Data records
□ □ □ □ □
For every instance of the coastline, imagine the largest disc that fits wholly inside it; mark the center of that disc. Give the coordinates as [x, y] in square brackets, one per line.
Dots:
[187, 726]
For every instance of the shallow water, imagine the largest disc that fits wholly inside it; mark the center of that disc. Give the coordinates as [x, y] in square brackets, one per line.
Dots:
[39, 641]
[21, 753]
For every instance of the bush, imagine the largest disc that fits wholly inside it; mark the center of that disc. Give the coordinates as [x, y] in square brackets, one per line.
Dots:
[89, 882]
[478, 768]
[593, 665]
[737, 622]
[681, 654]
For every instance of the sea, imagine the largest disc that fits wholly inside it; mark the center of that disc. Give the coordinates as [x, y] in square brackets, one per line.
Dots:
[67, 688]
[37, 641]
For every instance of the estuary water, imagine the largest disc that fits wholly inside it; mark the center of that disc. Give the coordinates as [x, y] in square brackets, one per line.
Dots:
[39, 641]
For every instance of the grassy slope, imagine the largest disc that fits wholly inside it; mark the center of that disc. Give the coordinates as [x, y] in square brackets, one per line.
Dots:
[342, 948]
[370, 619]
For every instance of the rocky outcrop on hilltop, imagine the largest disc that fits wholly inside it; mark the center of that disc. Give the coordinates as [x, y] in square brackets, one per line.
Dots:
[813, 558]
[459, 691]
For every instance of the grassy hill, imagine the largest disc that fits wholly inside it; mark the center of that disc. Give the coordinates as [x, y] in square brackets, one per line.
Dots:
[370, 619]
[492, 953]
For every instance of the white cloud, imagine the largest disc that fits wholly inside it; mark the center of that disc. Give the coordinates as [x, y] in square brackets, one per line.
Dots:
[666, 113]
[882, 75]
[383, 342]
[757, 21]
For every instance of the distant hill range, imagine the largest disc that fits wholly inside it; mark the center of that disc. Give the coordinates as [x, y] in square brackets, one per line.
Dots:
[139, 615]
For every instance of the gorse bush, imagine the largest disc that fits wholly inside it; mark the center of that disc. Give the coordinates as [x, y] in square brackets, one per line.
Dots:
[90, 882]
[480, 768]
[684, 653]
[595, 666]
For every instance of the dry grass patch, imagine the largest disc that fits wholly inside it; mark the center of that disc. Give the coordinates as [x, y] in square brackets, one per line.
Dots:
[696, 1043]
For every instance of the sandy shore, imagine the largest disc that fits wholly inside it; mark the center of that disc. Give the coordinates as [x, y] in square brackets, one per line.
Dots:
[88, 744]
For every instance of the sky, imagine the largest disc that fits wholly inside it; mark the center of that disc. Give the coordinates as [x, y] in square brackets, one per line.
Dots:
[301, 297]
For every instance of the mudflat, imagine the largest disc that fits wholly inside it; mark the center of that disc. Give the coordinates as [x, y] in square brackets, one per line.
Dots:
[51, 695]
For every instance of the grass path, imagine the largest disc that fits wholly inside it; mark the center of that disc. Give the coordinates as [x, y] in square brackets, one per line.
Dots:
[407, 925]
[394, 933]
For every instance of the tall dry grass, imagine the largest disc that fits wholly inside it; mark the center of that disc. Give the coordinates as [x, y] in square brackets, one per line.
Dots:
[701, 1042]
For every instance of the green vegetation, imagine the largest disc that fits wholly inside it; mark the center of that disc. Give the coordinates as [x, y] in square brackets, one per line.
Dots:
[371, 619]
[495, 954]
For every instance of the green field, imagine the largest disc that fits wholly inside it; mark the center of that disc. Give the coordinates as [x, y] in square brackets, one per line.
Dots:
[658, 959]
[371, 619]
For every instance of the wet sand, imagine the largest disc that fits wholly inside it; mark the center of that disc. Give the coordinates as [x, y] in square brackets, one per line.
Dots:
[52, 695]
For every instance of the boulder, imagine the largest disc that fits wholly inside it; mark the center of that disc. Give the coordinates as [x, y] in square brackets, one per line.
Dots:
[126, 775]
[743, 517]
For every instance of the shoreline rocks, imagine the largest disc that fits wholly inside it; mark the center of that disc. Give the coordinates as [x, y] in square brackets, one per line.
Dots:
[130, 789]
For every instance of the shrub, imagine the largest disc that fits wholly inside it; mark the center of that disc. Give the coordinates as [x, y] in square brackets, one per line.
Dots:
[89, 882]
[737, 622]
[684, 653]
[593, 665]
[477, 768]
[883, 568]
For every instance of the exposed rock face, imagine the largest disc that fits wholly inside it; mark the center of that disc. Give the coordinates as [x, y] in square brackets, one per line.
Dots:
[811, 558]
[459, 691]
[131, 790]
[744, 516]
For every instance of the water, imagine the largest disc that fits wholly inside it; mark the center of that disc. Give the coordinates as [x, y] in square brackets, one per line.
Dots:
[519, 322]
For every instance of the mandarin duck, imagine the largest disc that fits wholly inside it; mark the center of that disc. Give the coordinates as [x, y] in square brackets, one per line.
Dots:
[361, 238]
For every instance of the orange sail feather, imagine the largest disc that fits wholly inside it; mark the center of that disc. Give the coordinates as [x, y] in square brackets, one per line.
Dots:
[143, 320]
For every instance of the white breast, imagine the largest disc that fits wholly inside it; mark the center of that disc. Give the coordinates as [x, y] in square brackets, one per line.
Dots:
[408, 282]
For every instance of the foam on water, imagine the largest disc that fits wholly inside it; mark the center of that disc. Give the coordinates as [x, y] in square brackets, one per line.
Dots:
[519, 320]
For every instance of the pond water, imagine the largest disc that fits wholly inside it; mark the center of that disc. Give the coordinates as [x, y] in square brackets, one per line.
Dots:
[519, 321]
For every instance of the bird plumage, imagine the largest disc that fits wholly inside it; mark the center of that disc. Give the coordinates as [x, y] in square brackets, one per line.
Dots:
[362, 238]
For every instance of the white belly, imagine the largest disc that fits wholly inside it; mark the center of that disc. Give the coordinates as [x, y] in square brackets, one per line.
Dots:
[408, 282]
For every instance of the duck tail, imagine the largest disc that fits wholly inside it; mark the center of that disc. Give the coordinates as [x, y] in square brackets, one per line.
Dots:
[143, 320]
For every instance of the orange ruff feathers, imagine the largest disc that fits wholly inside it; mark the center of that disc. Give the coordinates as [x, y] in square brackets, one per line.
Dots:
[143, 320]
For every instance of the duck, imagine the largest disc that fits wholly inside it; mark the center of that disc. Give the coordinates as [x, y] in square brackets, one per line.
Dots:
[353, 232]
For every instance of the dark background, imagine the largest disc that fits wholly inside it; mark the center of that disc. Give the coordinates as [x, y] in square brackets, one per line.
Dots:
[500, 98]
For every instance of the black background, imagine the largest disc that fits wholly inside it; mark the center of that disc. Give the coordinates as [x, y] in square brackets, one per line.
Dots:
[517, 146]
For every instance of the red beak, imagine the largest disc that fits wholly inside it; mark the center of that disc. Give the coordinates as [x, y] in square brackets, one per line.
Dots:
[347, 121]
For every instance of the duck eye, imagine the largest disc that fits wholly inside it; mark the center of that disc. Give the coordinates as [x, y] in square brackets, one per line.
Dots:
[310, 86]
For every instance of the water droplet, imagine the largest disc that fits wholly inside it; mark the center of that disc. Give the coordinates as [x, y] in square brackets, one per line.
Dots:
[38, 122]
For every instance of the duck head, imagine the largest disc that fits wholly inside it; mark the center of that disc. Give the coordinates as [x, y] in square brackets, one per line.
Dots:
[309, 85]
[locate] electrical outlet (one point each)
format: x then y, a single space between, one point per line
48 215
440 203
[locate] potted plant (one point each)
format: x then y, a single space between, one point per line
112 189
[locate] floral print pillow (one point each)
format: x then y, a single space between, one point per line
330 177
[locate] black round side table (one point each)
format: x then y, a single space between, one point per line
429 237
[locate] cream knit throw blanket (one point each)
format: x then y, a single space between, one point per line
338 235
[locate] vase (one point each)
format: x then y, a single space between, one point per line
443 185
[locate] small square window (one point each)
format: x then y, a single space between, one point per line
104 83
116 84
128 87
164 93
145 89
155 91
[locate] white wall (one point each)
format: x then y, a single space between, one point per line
□ □ □ □ □
== Problem ==
Would you please copy the lines above, from the one holding "[locate] small square window (one point each)" through the last, and nothing else?

== Answer to this exercise ==
[locate] small square window (one point each)
format: x then y, a single space between, one point per line
104 83
116 84
128 87
164 93
145 89
155 91
[locate] white wall (one point each)
format: x then y, a single space between, one point per line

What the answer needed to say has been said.